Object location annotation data

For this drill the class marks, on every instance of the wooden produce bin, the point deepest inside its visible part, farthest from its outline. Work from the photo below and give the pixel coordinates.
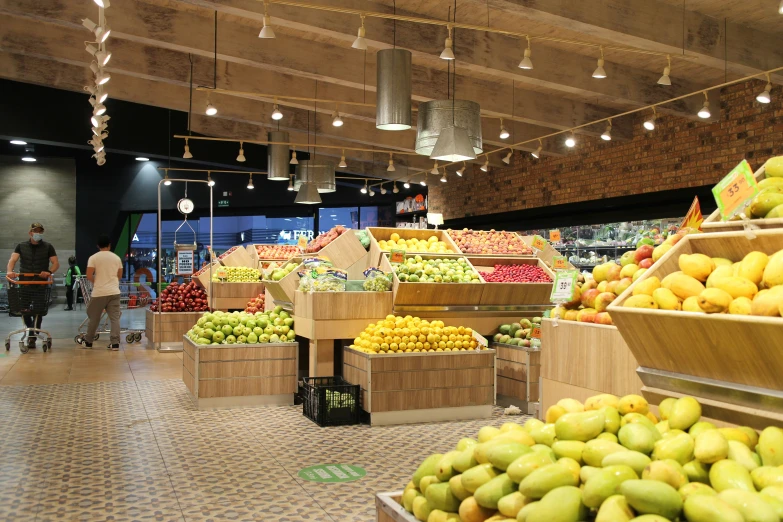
(713, 222)
(240, 375)
(513, 293)
(324, 317)
(518, 374)
(433, 294)
(168, 327)
(384, 233)
(423, 387)
(579, 360)
(732, 360)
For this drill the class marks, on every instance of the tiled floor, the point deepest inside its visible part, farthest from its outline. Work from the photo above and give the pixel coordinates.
(95, 435)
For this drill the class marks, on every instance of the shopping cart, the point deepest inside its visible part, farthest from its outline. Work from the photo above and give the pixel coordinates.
(131, 296)
(29, 297)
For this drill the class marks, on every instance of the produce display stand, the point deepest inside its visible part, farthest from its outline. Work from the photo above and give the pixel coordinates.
(383, 233)
(240, 375)
(730, 363)
(579, 360)
(423, 387)
(512, 293)
(713, 222)
(233, 296)
(324, 317)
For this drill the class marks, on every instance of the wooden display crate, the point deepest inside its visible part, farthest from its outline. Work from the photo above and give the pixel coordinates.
(730, 348)
(713, 222)
(343, 252)
(579, 360)
(423, 387)
(433, 294)
(384, 233)
(238, 257)
(240, 375)
(168, 327)
(512, 293)
(233, 296)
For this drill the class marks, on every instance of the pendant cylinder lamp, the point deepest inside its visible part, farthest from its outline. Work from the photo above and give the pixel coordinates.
(277, 157)
(393, 97)
(438, 115)
(319, 175)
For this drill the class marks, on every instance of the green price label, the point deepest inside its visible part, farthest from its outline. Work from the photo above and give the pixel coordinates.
(564, 286)
(332, 473)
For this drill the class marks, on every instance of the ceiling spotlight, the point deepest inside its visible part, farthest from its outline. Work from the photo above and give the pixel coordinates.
(360, 43)
(764, 97)
(448, 51)
(599, 71)
(267, 31)
(507, 158)
(704, 113)
(649, 123)
(187, 154)
(607, 135)
(504, 134)
(537, 153)
(665, 80)
(101, 32)
(526, 62)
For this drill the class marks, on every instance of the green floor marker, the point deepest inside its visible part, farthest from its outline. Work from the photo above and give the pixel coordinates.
(332, 473)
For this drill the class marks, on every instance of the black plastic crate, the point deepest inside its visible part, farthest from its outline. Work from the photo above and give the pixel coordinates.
(331, 401)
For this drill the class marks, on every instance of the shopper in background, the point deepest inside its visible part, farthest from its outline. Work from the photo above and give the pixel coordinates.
(70, 280)
(104, 270)
(35, 256)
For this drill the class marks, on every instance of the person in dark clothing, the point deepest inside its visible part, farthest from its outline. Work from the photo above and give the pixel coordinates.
(35, 256)
(70, 279)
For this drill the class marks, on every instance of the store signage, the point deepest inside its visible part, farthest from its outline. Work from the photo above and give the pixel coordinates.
(184, 262)
(564, 286)
(734, 192)
(332, 473)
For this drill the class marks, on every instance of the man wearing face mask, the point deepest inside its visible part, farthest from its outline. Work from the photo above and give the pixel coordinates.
(35, 256)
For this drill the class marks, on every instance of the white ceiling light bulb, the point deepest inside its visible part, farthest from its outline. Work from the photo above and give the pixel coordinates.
(360, 43)
(267, 31)
(704, 112)
(607, 135)
(448, 51)
(504, 134)
(537, 153)
(649, 123)
(665, 80)
(526, 62)
(765, 97)
(599, 71)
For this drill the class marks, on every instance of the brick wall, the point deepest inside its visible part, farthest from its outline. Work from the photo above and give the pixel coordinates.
(678, 154)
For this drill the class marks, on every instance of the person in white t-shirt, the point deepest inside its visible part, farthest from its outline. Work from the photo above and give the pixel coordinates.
(104, 270)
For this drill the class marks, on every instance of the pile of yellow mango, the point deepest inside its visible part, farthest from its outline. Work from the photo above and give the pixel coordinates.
(713, 285)
(609, 460)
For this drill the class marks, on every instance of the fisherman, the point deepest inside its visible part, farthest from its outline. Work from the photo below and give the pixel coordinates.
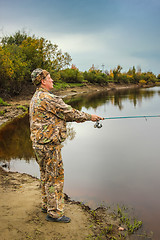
(48, 117)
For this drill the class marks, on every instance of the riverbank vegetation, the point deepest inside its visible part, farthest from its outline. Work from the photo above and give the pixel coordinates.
(20, 54)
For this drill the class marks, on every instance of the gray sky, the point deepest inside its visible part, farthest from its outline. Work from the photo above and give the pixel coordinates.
(109, 32)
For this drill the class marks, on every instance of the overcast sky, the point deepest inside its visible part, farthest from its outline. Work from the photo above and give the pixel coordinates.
(99, 32)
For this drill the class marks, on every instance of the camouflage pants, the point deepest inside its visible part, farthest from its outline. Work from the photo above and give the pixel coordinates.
(49, 159)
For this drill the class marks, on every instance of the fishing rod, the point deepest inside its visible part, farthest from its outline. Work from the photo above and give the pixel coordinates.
(99, 125)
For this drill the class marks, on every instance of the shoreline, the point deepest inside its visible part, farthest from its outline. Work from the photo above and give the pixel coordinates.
(21, 217)
(18, 105)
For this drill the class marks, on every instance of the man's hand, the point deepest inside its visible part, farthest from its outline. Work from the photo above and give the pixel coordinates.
(95, 118)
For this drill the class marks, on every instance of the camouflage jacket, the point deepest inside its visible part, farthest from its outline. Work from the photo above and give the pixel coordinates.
(48, 117)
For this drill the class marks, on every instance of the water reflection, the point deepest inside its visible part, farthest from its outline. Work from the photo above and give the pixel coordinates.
(117, 98)
(118, 163)
(15, 140)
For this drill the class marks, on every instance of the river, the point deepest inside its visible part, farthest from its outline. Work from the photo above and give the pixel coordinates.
(116, 164)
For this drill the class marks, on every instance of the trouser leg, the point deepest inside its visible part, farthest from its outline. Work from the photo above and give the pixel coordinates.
(52, 179)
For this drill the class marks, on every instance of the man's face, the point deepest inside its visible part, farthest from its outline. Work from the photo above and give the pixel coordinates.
(48, 83)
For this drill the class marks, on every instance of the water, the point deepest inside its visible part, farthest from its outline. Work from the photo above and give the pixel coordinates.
(118, 163)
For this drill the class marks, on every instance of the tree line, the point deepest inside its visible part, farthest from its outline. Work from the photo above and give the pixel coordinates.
(21, 53)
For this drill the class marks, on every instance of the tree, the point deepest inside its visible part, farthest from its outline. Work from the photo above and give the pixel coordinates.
(20, 54)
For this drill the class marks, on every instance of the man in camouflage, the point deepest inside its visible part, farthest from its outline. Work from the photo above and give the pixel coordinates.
(48, 117)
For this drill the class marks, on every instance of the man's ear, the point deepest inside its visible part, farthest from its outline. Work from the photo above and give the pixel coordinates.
(43, 82)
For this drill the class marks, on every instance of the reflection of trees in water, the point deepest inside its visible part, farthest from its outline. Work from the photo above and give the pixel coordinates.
(15, 139)
(115, 97)
(15, 136)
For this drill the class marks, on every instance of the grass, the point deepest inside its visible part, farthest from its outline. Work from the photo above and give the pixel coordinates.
(2, 103)
(2, 113)
(22, 107)
(132, 227)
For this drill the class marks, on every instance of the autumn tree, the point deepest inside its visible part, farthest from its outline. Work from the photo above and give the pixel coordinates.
(20, 54)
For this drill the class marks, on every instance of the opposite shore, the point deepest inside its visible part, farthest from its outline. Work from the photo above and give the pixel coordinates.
(21, 217)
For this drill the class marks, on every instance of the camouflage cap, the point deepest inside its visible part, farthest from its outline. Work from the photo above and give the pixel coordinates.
(37, 75)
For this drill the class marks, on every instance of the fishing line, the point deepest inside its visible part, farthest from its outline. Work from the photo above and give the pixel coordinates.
(99, 125)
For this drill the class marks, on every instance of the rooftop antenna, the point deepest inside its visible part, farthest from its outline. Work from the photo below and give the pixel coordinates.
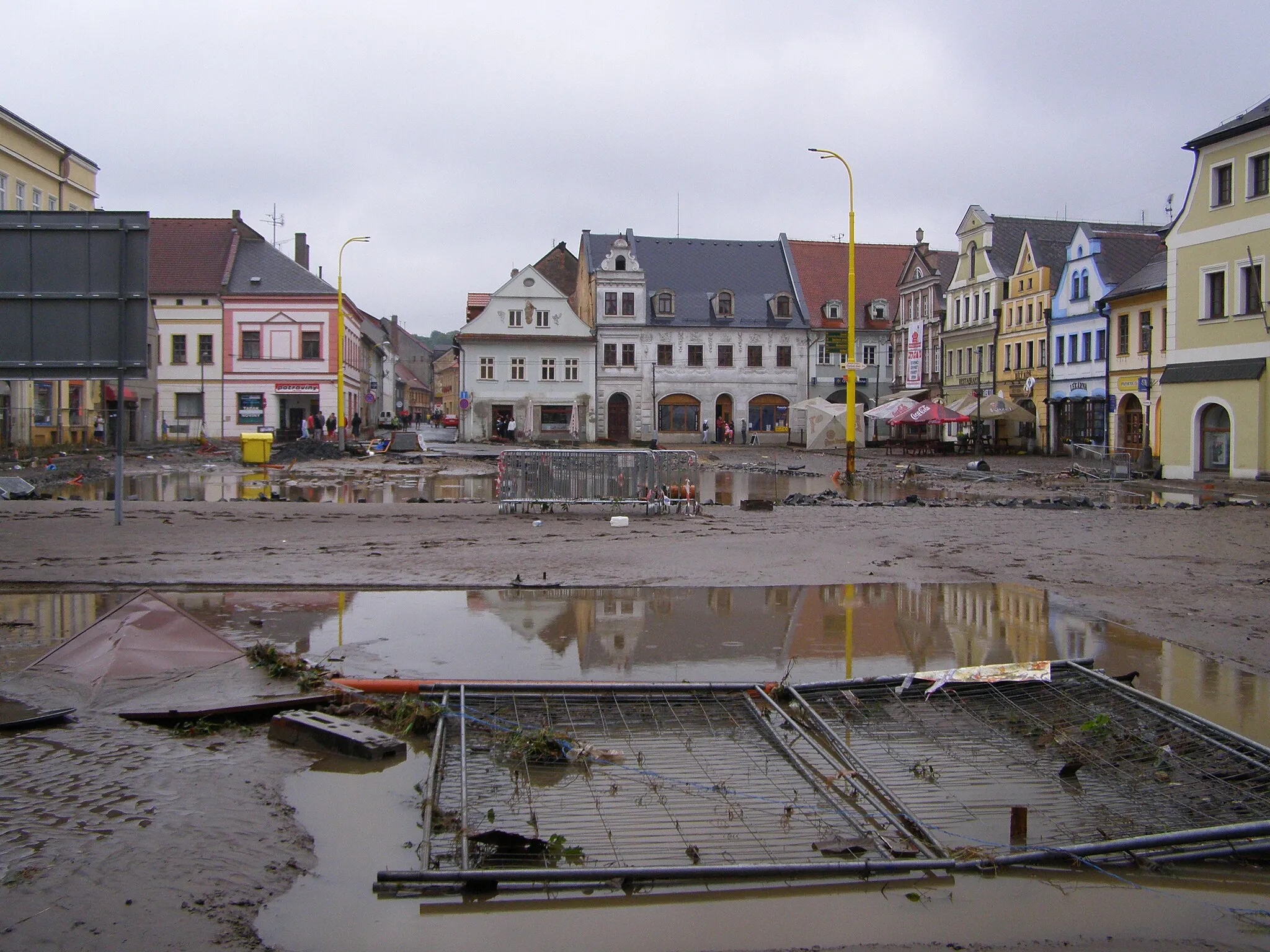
(275, 220)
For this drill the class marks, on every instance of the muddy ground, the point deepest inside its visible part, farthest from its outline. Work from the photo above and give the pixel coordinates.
(150, 840)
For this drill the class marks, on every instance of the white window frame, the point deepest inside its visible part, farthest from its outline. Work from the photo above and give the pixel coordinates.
(1244, 301)
(1248, 175)
(1212, 184)
(1204, 301)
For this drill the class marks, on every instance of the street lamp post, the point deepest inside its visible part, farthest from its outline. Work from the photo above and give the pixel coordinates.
(851, 309)
(339, 343)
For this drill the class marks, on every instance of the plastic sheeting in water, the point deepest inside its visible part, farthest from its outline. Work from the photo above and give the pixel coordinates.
(144, 637)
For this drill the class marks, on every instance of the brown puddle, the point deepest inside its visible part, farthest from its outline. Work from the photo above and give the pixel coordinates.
(367, 821)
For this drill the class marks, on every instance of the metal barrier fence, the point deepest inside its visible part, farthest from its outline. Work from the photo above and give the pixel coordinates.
(660, 480)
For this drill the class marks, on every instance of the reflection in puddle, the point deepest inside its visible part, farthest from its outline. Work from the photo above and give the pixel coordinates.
(813, 632)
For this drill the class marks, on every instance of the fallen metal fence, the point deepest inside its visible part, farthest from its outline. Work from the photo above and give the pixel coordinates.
(826, 781)
(658, 480)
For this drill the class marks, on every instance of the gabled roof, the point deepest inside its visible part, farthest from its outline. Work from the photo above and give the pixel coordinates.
(696, 270)
(822, 270)
(1123, 253)
(559, 267)
(190, 255)
(1151, 277)
(1255, 118)
(278, 275)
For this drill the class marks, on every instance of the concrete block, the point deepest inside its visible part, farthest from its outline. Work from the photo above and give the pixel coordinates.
(322, 731)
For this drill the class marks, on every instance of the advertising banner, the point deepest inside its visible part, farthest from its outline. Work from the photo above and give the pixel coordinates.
(913, 356)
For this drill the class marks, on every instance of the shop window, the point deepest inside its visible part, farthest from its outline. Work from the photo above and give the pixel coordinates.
(556, 419)
(769, 414)
(190, 407)
(251, 348)
(678, 413)
(251, 409)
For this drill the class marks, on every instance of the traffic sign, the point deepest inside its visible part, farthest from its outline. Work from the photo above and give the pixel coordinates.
(836, 342)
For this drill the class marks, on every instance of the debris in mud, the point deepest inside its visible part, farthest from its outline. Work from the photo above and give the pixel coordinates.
(304, 450)
(283, 664)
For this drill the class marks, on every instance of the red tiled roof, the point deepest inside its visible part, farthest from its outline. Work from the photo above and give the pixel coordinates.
(822, 271)
(190, 254)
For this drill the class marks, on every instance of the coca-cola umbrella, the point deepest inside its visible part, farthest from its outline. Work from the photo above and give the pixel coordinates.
(928, 412)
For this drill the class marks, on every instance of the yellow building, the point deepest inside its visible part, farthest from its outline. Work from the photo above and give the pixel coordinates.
(41, 174)
(1139, 311)
(1023, 339)
(1215, 387)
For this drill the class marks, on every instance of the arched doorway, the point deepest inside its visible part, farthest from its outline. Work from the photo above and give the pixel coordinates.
(1129, 430)
(1214, 438)
(723, 412)
(619, 418)
(678, 413)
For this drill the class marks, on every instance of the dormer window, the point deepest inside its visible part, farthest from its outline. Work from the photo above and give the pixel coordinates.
(724, 305)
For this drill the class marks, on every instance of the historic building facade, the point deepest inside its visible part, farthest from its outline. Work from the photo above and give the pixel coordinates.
(1217, 390)
(711, 332)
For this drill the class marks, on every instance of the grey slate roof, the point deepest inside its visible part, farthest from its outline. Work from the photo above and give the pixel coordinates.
(1207, 371)
(1151, 277)
(1254, 118)
(277, 272)
(695, 270)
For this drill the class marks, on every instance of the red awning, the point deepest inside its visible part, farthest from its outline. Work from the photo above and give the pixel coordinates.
(130, 395)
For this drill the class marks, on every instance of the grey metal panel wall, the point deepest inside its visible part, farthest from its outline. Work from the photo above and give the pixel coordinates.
(74, 294)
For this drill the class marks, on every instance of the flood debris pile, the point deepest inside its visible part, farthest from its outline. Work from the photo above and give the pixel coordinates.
(938, 772)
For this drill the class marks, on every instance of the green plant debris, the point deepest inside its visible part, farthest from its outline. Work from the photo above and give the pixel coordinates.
(540, 746)
(287, 664)
(1098, 726)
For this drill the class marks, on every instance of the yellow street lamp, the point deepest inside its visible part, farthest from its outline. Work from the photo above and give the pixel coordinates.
(339, 343)
(851, 309)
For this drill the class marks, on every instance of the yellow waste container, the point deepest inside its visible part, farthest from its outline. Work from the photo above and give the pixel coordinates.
(257, 447)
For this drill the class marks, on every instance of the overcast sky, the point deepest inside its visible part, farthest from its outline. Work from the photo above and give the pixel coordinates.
(465, 139)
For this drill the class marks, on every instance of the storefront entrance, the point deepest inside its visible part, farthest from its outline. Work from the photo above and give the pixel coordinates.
(619, 418)
(1215, 439)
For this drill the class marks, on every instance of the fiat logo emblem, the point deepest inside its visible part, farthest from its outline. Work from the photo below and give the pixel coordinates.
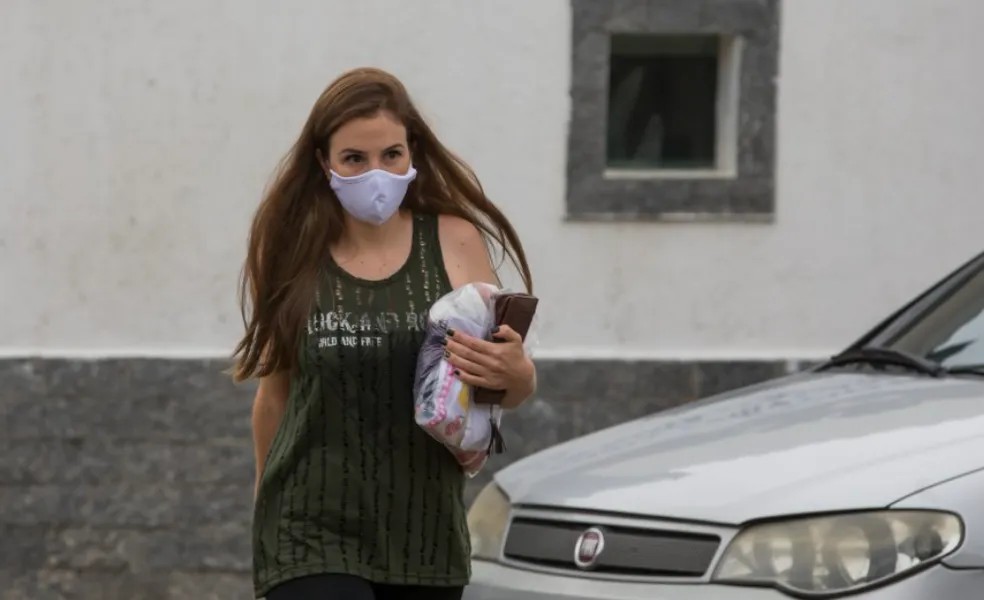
(588, 548)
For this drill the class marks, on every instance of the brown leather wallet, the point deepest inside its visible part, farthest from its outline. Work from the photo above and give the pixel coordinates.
(515, 310)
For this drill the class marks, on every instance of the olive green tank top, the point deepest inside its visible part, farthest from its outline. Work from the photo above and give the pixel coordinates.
(352, 484)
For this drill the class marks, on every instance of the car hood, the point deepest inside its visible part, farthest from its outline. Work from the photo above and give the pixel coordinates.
(802, 444)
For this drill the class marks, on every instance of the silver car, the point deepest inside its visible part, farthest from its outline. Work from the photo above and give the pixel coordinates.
(862, 477)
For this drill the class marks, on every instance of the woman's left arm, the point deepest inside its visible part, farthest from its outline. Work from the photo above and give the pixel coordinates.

### GOAL
Set down the line containing "of the fiat", then every later line through the end of the material, exactly as written; omit any picture.

### ANSWER TO THIS TASK
For this drill the class marks, on every instance of the fiat logo emblem, the point deepest inside its visible part, farthest from its outline. Work from the photo below and give the pixel coordinates.
(588, 548)
For this drill the class marks, on every instance of the brown leather wallet, the point deepest inside its visible part, farthest from its outline. Work from the photo above and give the pixel coordinates.
(515, 310)
For this drill the class marks, on every instance of the olive green tank top, the point deepest inside its visible part, farthest from its outline. Work from the photo above and give the pixel coordinates.
(352, 484)
For this drill the class marks, on every instance of the car hood, the point deepest inside its visible part, farthest from its outline. Work from the photo above and give the pixel coordinates.
(802, 444)
For this drill the class marks, on every instance of the silver car, the point deepest inside its visible part, farthest from its outline. Work from the photo above and give the pixel coordinates.
(862, 477)
For this drill the class marks, on every instance of the woman's left arm, the point deepest inside its visible part, farthest from its outline. Work from the photo above and give the pixel coordinates.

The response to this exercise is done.